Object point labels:
--- start ---
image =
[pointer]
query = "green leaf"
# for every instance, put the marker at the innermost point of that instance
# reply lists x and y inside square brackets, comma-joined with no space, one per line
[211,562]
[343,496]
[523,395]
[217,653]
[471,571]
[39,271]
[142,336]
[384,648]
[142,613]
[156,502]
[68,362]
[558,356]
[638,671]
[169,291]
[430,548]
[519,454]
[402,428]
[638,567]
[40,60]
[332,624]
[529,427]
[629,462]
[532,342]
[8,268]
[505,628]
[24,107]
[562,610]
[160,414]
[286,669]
--- end ---
DIRECTION: Copy out the data above, keeping each line the same as it stands.

RESULT FOR THIS EXERCISE:
image =
[pointer]
query = "green leaf"
# for every instance, put the marker at the innermost point of that instance
# reply lists x and y inside square brackets, comma-joined with no space, one per line
[211,562]
[343,496]
[523,395]
[217,653]
[471,571]
[39,271]
[142,336]
[384,648]
[142,613]
[156,502]
[68,362]
[558,356]
[638,671]
[169,291]
[430,548]
[519,454]
[402,428]
[638,567]
[40,60]
[332,624]
[529,427]
[629,462]
[532,342]
[8,268]
[505,628]
[24,107]
[562,610]
[160,414]
[286,669]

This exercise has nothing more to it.